====== INFORMATION SHOWN ======

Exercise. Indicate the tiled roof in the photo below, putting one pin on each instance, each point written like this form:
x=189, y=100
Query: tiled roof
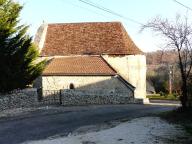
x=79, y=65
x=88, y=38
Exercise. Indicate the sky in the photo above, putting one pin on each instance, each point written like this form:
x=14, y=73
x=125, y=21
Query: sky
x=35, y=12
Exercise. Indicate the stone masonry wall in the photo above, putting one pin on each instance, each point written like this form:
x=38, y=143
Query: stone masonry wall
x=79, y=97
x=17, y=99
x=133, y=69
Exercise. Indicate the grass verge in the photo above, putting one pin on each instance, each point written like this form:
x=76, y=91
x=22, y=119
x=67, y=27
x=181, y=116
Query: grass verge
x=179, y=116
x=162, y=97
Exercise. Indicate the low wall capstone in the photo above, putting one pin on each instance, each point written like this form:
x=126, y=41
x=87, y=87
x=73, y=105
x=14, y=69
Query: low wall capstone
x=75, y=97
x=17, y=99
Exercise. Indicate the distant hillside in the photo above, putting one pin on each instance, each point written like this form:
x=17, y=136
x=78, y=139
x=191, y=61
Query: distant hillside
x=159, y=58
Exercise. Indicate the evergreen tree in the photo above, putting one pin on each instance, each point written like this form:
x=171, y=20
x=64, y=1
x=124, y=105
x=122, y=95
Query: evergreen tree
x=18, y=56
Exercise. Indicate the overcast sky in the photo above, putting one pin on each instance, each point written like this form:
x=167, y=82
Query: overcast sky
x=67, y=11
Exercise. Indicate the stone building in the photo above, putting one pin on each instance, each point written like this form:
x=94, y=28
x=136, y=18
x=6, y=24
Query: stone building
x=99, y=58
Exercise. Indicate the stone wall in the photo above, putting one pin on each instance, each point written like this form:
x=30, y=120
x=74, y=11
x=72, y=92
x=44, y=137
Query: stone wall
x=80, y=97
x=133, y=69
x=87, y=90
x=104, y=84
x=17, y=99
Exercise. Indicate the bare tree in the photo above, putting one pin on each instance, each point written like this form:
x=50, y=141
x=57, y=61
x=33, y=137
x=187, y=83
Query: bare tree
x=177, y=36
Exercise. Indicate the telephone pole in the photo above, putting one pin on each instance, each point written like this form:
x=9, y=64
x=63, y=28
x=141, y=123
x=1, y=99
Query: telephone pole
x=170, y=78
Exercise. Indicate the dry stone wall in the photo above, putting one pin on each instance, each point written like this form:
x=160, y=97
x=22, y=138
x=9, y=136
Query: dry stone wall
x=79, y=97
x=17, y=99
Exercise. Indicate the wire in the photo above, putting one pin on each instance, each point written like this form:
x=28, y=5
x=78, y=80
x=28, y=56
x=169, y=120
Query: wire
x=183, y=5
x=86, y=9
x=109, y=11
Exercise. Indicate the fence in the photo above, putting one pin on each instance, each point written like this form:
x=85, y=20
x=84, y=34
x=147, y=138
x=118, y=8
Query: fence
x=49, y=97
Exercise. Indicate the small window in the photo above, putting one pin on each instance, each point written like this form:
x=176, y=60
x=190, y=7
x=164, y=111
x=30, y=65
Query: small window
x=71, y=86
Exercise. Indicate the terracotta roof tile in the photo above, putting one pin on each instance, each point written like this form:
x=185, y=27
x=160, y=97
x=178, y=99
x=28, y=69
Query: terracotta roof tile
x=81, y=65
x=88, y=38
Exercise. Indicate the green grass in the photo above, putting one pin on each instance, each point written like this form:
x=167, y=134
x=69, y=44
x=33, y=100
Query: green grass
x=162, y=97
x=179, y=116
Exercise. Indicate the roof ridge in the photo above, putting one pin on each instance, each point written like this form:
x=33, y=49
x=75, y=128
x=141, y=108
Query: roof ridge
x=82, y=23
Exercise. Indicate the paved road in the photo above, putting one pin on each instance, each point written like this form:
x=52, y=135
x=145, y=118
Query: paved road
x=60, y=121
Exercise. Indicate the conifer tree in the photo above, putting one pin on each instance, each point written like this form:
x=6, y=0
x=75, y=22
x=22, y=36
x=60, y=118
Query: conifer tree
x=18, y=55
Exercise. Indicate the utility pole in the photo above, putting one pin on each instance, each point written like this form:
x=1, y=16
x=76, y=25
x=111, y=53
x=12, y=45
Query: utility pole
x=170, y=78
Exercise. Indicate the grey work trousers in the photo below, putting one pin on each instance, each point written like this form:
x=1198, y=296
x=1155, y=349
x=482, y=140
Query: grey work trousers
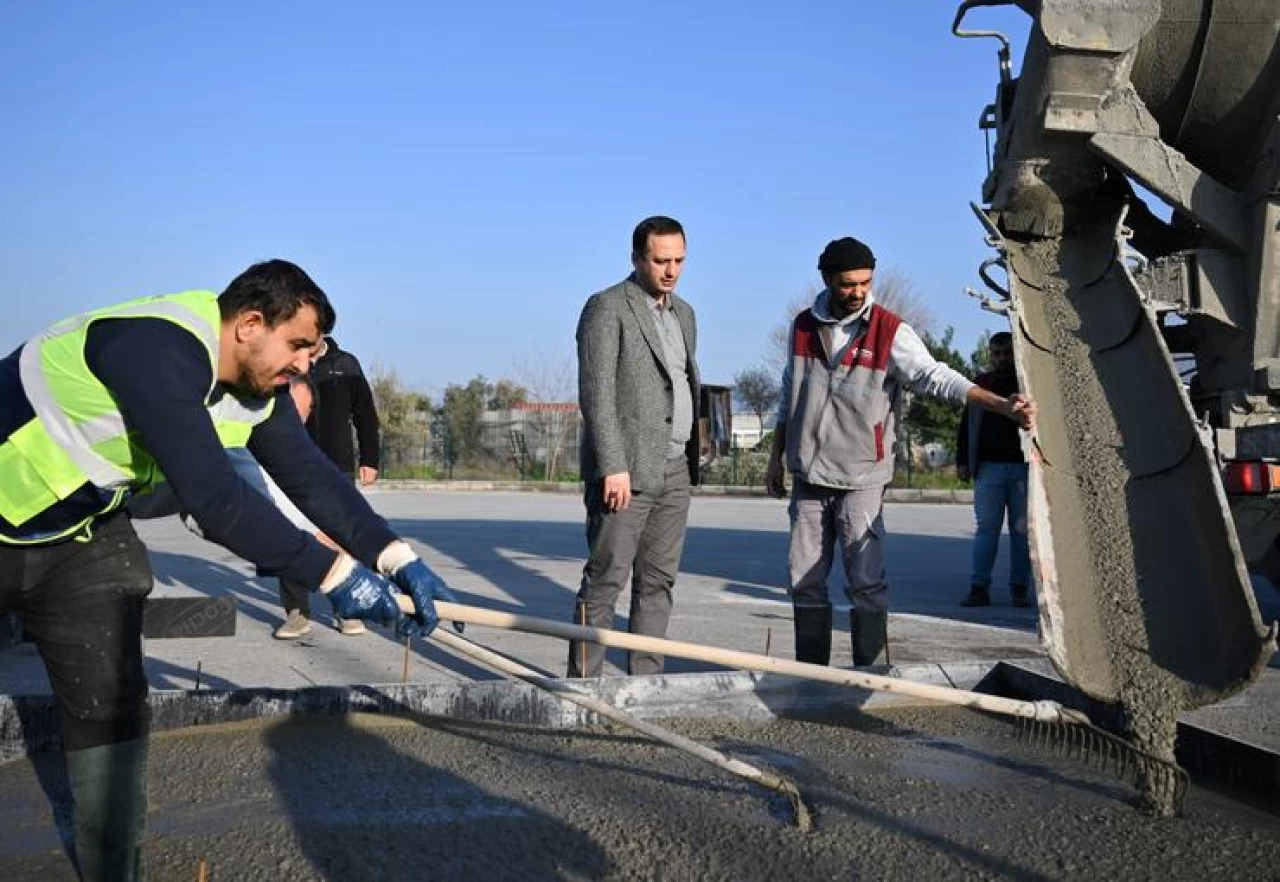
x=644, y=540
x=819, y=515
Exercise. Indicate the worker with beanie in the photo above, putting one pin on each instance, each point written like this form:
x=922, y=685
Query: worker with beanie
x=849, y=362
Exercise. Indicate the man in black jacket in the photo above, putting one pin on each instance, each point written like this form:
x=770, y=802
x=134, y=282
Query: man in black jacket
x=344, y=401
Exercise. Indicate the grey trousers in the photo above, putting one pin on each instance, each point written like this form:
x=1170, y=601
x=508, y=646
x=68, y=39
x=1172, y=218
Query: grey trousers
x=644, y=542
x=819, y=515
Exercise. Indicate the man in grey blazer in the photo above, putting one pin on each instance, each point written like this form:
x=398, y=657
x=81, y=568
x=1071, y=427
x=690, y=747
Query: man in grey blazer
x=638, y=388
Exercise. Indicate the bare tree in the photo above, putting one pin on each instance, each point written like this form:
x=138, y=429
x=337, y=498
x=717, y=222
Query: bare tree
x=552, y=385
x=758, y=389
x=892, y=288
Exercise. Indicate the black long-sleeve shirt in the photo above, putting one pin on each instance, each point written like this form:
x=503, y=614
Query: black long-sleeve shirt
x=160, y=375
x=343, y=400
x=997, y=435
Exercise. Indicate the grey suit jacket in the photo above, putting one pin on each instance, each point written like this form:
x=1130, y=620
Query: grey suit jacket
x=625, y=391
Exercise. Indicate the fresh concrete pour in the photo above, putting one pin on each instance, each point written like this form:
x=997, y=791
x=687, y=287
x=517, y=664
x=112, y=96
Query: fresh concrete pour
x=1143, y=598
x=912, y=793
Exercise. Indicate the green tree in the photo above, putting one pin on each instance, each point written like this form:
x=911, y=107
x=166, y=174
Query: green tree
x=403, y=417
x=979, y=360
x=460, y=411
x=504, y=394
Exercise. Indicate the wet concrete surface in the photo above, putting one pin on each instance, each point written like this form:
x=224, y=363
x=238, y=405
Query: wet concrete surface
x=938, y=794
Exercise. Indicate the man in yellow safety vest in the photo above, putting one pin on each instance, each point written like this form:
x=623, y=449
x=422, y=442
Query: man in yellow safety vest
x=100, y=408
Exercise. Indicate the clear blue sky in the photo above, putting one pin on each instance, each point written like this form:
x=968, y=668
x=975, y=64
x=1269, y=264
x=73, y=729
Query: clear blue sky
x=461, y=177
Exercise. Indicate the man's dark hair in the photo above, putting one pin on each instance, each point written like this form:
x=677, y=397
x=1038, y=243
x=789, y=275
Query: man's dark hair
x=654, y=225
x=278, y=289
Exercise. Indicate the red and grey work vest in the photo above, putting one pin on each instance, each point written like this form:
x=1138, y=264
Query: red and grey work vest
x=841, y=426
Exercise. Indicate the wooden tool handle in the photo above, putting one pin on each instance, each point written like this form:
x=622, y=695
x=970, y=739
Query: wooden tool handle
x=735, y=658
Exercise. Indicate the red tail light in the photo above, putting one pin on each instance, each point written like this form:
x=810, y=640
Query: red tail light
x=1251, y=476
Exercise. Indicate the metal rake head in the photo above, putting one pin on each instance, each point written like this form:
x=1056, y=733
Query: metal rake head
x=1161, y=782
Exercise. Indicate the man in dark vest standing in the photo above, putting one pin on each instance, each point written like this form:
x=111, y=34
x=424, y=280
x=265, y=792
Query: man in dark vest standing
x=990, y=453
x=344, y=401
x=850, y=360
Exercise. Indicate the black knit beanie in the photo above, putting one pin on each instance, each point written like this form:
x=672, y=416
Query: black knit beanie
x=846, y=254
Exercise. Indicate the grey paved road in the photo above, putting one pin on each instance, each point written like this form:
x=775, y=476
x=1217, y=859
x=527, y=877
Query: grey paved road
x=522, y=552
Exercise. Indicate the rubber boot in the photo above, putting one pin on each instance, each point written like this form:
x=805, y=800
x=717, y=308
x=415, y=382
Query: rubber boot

======
====== INFORMATION SHOWN ======

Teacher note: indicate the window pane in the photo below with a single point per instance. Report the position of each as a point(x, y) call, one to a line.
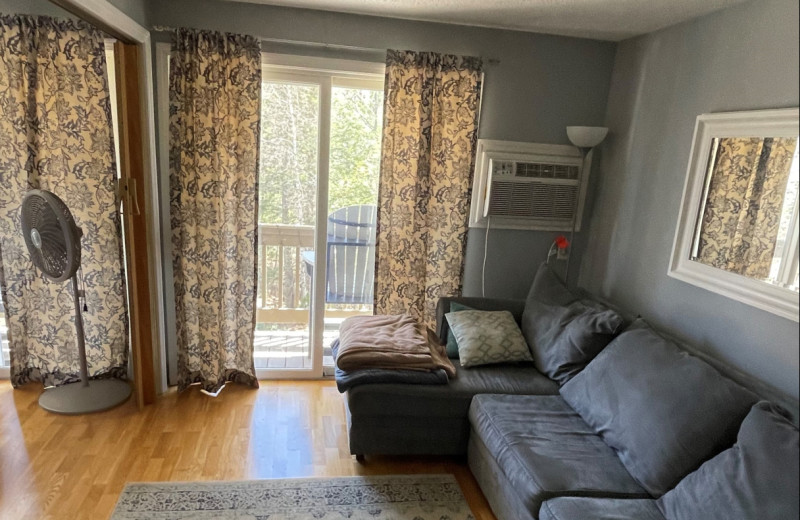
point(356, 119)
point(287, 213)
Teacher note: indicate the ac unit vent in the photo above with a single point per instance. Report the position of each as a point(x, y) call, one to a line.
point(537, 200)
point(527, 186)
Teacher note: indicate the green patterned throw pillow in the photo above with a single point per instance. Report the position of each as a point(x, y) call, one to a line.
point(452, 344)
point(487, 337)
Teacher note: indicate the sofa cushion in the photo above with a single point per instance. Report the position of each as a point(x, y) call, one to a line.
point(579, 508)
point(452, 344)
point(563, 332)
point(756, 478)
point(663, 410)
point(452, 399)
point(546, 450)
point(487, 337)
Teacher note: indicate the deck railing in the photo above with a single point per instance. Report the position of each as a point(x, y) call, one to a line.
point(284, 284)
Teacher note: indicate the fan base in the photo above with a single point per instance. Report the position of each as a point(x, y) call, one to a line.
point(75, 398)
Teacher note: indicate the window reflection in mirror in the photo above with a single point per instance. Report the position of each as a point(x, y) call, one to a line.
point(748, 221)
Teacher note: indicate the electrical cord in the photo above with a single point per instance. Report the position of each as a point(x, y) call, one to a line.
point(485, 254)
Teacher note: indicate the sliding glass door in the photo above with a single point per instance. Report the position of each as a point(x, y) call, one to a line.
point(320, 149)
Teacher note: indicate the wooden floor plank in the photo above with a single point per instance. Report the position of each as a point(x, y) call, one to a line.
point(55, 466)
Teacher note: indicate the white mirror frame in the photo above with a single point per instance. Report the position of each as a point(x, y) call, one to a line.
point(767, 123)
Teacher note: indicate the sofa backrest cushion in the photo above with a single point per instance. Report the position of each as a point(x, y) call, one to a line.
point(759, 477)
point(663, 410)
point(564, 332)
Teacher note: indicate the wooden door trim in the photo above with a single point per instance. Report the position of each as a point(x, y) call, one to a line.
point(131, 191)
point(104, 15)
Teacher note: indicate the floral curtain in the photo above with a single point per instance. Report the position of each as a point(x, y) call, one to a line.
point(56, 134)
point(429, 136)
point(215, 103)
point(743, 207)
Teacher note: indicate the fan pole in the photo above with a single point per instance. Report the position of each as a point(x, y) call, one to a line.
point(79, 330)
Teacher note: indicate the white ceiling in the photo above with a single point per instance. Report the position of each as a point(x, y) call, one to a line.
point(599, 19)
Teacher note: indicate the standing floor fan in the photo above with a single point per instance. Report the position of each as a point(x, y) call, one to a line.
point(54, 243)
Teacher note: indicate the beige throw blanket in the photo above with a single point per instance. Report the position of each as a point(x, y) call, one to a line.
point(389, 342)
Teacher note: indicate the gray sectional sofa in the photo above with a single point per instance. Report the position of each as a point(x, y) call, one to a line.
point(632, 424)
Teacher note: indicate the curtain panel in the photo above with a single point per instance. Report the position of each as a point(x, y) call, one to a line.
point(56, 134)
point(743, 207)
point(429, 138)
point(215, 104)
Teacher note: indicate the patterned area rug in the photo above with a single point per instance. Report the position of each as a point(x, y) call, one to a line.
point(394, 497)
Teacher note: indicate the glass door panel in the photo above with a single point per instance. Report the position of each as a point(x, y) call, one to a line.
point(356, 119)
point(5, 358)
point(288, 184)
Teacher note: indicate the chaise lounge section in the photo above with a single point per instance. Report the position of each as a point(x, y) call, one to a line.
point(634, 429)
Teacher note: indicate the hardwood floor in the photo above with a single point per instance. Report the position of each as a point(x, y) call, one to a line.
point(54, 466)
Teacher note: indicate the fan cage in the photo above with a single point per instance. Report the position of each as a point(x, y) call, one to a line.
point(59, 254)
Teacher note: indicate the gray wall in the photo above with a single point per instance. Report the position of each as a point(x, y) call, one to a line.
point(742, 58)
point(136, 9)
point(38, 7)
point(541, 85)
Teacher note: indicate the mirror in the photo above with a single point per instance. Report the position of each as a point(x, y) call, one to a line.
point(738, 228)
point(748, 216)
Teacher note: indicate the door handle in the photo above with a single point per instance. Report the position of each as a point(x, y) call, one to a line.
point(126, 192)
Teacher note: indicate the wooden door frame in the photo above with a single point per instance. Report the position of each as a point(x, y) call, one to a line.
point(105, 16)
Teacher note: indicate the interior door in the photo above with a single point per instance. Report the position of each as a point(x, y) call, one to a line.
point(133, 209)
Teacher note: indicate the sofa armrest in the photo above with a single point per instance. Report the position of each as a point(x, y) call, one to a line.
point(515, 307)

======

*WHAT IS REQUIRED*: Report each line in the preceding entries that holds the string "boot".

*SOLUTION TO THIS EXERCISE*:
Exercise. Indicate the rubber boot in the photo above, putting one pin on each instance, each point written like this form:
Query: rubber boot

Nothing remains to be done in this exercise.